= Extract provided =
■ ■ ■ ■ ■ ■ ■

Intramyocellular lipids: maker vs. marker of insulin resistance

Abstract

Intramyocellular triglyceride (imcTG) content in skeletal muscle is abnormally high in lipid oversupply models in obesity, type 2 diabetes (T2D) and other metabolically diseased conditions. The imcTG abnormality was also found to be significantly correlated with muscle insulin resistance (MIR). As skeletal muscle is the main site for insulin-mediated glucose utilization, the research on this topic has been active since. However, to date the pathways responsible for the imcTG excess and the mechanisms underlying the imcTG-MIR correlation have not been identified. A current view is focused on a backward mechanism that fatty acid oxidation by muscle is impaired causing imcTG to accumulate and, therefore, an enlarged imcTG pool is merely a marker of MIR. However, based on kinetic studies, it is more likely that imcTG is a source of MIR. On one hand, an enlarged and fast turning over imcTG pool interferes with insulin signaling by producing excess amounts of signaling molecules that activate PKC pathways. On the other hand, it may promote mitochondrial beta-oxidation that suppresses glucose metabolism via substrate competition. Therefore, it is hypothesized that imcTG is a source of MIR.

■ ■ ■ ■ ■ ■ ■

= Problem =
Carry on the abstract on intramyocellular lipids and insulin resistance from the point where it stops. The listing has no connection to the abstract on intramyocellular lipids.

= Natural-language data for grounding objects =
■ ■ ■ ■ ■ ■ ■

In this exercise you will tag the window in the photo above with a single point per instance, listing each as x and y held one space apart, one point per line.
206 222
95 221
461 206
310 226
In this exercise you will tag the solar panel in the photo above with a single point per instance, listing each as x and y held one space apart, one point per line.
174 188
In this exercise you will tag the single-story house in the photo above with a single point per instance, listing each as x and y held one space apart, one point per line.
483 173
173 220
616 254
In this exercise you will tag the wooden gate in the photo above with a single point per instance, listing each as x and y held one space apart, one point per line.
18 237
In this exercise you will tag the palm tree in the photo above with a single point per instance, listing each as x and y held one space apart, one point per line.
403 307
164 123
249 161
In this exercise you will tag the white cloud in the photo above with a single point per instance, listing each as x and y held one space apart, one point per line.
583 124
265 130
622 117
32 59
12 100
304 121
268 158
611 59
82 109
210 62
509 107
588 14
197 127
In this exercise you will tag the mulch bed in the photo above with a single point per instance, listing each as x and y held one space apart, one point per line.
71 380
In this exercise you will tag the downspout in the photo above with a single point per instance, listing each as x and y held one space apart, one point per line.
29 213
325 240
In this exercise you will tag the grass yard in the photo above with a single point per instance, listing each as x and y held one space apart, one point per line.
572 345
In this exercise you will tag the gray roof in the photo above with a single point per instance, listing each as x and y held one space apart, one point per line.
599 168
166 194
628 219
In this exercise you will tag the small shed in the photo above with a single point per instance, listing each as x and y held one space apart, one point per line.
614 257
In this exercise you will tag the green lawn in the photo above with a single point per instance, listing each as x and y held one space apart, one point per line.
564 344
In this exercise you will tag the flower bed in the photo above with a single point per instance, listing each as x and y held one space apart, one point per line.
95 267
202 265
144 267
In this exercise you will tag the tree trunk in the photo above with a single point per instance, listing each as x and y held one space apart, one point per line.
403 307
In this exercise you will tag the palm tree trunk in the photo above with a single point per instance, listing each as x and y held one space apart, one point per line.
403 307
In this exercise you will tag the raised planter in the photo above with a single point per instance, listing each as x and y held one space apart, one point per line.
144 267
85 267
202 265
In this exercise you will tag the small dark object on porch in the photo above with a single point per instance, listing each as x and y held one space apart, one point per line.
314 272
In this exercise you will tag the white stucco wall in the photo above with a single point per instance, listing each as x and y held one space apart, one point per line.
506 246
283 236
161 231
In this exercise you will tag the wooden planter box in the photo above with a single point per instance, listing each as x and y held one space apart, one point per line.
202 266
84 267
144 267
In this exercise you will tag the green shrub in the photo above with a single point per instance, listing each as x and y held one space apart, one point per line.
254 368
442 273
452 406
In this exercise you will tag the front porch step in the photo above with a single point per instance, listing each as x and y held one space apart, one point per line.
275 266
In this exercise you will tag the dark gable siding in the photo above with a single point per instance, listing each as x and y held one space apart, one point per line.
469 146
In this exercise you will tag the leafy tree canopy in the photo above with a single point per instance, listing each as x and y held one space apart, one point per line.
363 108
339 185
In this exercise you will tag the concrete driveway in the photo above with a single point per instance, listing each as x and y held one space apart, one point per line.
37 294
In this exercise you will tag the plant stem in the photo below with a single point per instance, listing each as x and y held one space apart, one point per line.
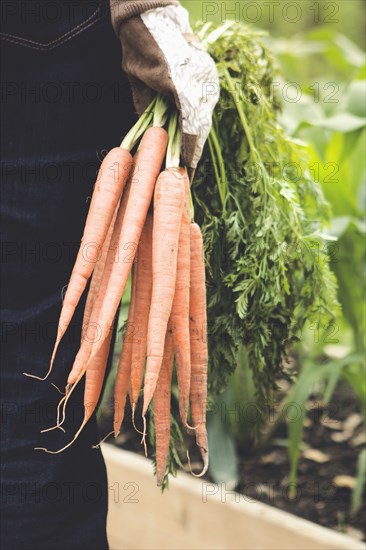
222 183
240 110
173 151
216 169
139 128
160 111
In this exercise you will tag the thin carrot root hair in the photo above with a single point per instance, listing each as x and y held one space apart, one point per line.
97 446
143 440
204 454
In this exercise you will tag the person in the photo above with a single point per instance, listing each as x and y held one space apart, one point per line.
65 101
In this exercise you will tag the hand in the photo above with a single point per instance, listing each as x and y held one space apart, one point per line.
161 54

■ ■ ■ ■ ■ ■ ■

= Response below =
Figure 1

Hydrolysis of imcTG produces DAG and LCACoA which is also precursor to ceramides. All three can activate PKC and thus inhibit insulin signaling. A large, rapid turning over imcTG pool increases their production and thus MIR results. This continues even at increased lipid oxidation given the large imcTG-fatty acid flux and reduced mito β-oxidation worsens it. FFA, (plasma) free fatty acids; LCFA, long chain fatty acids; LCACoA, long chain acyl CoA; LCAC, long chain acylcarnitines; PL, phospholipids; DAG, diacylglycerol; PKC, protein kinase C; β, mitochondrial β-oxidation.